> What is required: Which words of the text on cervical and vaginal cancer prevention lie between "Cervical cancer is" and "since the 1980s.", inclusive? Reproduce them verbatim.

> Text for analysis:
══════════════════════════════
Preventive strategies for cervical and vaginal cancer – do they work?

Cervical cancer is the fourth most common cancer in women worldwide, and the third most common cause of death of cancer in women. In 2022, the incidence was estimated to 660 000 new cases and 350 000 deaths. In Sweden, around 450-550 new cases are diagnosed each year, and the incidence has been fairly stable since the 1980s.

In a new thesis from the Department of Medical Epidemiology and Biostatistics, Karolinska Institutet, PhD student and MD Hanna Milerad addresses clinical research questions on primary (HPV vaccination) and secondary (HPV-based cervical screening) prevention of cervical and vaginal cancer by targeting four groups of women in the organized cervical screening program. This includes women entering the screening program, women exiting the screening program, non-attenders in the screening program, and women previously treated for precancerous lesions. Each group of women fits under a certain level in the cervical cancer screening chain; 1) primary screening, 2) colposcopic examination, 3) treatment, 4) follow-up after treatment.
══════════════════════════════
> Provided records:
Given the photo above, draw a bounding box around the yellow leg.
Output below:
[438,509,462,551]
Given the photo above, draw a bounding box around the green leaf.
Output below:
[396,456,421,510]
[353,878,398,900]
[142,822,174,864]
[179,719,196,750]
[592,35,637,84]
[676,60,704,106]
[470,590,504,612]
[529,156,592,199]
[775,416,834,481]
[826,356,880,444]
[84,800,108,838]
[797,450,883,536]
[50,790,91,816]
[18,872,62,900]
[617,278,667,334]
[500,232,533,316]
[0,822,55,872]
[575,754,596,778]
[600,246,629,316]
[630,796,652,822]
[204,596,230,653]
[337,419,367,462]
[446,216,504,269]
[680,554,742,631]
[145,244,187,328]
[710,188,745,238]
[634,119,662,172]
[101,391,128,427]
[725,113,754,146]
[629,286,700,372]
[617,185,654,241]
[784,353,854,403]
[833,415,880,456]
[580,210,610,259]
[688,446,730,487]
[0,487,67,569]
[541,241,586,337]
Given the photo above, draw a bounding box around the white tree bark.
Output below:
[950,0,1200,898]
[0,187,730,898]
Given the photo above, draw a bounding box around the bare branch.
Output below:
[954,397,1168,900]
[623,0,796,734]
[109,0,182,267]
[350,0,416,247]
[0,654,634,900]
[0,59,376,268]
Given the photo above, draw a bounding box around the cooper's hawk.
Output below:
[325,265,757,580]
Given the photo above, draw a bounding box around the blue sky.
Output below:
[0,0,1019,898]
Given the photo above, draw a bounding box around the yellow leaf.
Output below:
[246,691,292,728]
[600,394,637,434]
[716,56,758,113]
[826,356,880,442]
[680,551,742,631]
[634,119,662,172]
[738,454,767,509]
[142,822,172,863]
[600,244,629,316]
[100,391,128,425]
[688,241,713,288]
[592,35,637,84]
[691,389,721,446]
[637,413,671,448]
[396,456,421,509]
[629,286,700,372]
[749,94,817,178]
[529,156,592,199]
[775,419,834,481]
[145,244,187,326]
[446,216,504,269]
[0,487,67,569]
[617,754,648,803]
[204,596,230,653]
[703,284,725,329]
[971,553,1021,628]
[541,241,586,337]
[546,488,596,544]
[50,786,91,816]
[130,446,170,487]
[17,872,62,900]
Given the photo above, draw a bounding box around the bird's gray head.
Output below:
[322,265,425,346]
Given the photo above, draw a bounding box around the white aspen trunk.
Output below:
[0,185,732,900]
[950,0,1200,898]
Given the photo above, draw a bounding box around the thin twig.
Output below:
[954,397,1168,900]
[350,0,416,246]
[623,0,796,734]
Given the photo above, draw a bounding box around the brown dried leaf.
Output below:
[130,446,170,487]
══════════════════════════════
> Your solution:
Cervical cancer is the fourth most common cancer in women worldwide, and the third most common cause of death of cancer in women. In 2022, the incidence was estimated to 660 000 new cases and 350 000 deaths. In Sweden, around 450-550 new cases are diagnosed each year, and the incidence has been fairly stable since the 1980s.